* _PROBLEM REQUIREMENTS_
Count up the lines below that include the string "rear" and report the number by itself.

Natural language region descriptions:

****************************************

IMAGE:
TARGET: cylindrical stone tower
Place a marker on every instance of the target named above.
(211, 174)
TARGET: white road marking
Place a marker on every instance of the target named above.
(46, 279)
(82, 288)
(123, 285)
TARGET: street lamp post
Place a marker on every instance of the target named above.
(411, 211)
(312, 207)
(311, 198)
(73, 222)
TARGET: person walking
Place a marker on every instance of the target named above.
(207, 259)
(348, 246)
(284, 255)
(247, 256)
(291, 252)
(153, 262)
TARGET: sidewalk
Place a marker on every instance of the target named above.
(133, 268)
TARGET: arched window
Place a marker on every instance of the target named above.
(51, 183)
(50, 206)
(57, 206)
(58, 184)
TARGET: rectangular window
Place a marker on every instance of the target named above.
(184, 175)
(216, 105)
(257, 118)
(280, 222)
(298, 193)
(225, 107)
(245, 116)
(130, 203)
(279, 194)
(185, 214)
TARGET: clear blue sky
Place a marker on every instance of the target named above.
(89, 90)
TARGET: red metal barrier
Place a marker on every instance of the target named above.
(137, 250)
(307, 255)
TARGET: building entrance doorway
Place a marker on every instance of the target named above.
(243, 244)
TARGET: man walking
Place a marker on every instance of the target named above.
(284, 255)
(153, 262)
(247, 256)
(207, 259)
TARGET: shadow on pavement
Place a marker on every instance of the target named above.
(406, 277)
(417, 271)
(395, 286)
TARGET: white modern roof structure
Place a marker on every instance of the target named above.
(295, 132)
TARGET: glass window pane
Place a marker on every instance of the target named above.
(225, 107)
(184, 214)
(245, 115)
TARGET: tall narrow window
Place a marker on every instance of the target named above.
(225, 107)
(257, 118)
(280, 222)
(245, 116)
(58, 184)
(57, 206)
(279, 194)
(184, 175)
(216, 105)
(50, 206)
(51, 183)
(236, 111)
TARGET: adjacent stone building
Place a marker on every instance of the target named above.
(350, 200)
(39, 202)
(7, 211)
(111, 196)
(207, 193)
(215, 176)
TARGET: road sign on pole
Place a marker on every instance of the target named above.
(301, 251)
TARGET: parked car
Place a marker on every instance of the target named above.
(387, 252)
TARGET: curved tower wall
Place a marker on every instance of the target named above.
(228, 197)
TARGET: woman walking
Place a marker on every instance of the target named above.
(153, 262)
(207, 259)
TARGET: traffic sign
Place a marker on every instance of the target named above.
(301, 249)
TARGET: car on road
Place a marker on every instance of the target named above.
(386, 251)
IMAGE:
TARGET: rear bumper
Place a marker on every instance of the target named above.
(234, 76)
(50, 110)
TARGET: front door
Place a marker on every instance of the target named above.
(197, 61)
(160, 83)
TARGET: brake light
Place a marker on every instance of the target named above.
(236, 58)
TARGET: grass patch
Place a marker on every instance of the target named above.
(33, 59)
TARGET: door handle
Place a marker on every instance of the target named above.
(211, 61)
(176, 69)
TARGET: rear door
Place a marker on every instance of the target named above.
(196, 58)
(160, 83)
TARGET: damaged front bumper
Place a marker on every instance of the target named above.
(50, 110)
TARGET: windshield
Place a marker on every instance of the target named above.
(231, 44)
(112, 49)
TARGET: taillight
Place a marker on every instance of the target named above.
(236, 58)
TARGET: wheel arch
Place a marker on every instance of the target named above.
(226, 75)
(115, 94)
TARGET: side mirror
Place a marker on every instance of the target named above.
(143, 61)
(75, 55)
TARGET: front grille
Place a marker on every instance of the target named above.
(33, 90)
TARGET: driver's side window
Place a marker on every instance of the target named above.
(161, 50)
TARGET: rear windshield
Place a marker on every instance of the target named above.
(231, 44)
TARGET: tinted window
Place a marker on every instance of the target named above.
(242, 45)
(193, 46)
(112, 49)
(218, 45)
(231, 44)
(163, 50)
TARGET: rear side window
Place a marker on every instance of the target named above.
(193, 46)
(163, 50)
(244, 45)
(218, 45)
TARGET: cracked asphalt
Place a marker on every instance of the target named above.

****************************************

* _SOLUTION TO THIS EXERCISE_
4